> [What this task involves] Return each line of the records below that contains the word "window", copied in full. Matching is case-sensitive.

- - -

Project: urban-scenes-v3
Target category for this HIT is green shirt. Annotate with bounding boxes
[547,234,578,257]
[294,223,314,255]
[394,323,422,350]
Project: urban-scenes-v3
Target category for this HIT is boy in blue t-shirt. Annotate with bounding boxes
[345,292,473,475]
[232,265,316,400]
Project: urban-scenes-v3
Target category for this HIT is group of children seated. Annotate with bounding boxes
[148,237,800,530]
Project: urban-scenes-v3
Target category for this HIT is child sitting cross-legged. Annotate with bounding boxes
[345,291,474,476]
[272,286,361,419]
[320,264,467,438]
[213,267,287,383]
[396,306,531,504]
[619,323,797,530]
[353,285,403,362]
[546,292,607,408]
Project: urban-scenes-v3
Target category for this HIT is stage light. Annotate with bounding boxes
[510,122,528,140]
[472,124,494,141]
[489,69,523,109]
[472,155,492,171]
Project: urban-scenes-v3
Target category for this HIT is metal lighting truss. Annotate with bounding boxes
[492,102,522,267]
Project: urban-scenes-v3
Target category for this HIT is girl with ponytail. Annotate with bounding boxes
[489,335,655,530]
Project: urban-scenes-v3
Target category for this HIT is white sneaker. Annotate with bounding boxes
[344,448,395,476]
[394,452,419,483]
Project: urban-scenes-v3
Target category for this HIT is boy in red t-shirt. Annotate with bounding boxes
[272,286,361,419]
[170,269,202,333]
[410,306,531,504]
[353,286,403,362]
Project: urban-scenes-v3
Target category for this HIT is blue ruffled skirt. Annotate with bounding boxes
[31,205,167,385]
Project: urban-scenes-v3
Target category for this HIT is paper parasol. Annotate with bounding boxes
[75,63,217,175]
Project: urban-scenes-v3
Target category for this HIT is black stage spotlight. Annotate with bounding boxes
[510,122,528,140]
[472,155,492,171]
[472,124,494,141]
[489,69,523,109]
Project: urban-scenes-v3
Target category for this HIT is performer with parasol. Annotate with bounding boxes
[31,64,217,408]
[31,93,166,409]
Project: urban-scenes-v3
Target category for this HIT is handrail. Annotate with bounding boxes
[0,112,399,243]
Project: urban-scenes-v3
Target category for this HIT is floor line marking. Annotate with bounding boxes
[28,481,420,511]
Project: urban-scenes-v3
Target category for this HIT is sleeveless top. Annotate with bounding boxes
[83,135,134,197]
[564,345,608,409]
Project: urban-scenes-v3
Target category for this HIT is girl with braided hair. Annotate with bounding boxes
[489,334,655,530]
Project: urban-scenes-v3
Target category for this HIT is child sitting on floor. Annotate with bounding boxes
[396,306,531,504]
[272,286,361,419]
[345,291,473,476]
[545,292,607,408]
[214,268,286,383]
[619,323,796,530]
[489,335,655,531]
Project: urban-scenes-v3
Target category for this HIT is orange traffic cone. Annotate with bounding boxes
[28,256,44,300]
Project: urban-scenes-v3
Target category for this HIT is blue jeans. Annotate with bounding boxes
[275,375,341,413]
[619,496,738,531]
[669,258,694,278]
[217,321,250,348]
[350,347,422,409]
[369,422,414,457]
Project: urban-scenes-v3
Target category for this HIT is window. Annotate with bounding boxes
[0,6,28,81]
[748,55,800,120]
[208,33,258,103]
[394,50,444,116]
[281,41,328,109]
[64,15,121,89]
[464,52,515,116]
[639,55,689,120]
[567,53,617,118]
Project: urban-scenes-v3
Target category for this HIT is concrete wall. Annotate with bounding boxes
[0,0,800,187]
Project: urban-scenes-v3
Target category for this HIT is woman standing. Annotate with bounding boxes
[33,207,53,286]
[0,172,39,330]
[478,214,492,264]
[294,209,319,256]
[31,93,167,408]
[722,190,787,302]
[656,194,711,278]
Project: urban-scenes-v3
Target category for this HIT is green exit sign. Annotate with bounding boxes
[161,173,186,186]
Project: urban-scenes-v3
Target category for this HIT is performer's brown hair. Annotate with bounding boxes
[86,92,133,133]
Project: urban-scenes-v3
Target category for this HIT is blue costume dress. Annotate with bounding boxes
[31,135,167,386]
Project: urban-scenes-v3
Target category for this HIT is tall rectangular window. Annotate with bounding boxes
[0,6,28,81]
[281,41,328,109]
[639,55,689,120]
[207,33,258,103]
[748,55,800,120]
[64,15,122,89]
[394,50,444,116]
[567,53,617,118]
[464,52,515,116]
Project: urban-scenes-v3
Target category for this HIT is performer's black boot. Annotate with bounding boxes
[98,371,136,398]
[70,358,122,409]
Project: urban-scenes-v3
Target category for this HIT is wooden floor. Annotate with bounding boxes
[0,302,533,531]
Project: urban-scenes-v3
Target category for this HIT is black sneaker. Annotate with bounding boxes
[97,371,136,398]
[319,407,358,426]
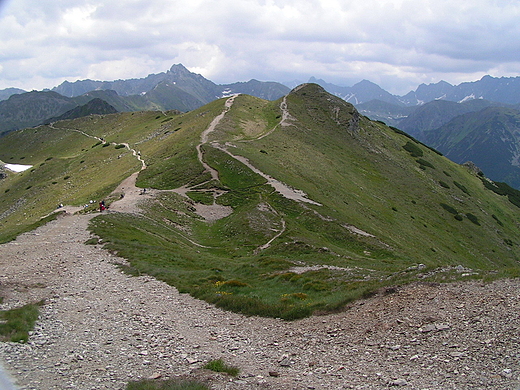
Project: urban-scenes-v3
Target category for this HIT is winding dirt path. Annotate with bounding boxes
[0,215,520,390]
[0,102,520,390]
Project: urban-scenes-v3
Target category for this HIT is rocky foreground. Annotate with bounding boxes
[0,215,520,390]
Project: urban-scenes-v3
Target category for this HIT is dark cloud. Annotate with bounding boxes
[0,0,520,93]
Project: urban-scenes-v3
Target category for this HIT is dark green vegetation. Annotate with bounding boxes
[421,107,520,188]
[202,359,240,376]
[0,64,289,134]
[0,84,520,319]
[126,379,210,390]
[0,302,42,343]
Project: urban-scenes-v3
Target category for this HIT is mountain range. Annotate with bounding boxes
[0,84,520,320]
[0,64,290,134]
[0,64,520,188]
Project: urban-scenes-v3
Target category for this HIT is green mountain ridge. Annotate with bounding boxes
[421,107,520,188]
[0,84,520,319]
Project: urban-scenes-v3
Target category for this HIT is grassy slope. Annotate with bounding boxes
[0,85,520,319]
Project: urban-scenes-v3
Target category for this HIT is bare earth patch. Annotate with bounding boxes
[0,210,520,390]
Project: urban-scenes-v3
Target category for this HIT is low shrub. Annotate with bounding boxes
[125,379,210,390]
[202,359,240,376]
[403,141,424,157]
[453,181,469,195]
[440,203,459,215]
[466,213,480,226]
[0,302,43,343]
[415,158,435,169]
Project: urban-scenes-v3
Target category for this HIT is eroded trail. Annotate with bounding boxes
[0,215,520,390]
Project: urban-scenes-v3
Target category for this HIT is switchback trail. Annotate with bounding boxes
[0,215,520,390]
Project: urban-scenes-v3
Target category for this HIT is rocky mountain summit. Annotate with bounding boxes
[0,209,520,390]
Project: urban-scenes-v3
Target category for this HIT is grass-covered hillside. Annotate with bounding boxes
[0,84,520,319]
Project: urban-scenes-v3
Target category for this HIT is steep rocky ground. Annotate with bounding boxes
[0,206,520,390]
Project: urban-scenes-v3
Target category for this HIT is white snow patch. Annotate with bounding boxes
[5,164,32,172]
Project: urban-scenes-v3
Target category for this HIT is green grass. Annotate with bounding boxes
[0,302,43,343]
[0,86,520,320]
[125,379,210,390]
[203,359,240,376]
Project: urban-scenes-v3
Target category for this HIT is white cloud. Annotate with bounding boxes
[0,0,520,93]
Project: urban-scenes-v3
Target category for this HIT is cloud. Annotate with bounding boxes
[0,0,520,93]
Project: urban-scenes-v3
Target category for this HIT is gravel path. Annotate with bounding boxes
[0,209,520,390]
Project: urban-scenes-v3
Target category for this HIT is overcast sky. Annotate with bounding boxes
[0,0,520,95]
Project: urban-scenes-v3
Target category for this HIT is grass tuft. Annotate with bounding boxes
[125,379,210,390]
[0,302,43,343]
[202,359,240,376]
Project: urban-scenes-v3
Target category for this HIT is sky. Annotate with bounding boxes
[0,0,520,95]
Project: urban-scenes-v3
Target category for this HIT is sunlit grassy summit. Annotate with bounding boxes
[0,84,520,319]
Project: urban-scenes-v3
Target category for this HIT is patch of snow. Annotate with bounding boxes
[5,164,32,172]
[459,93,475,103]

- - -

> [Response to this task]
Target category for this HIT is window. Annotate with bounding boxes
Target category for this HIT is tall rectangular window. Annotate with bounding boxes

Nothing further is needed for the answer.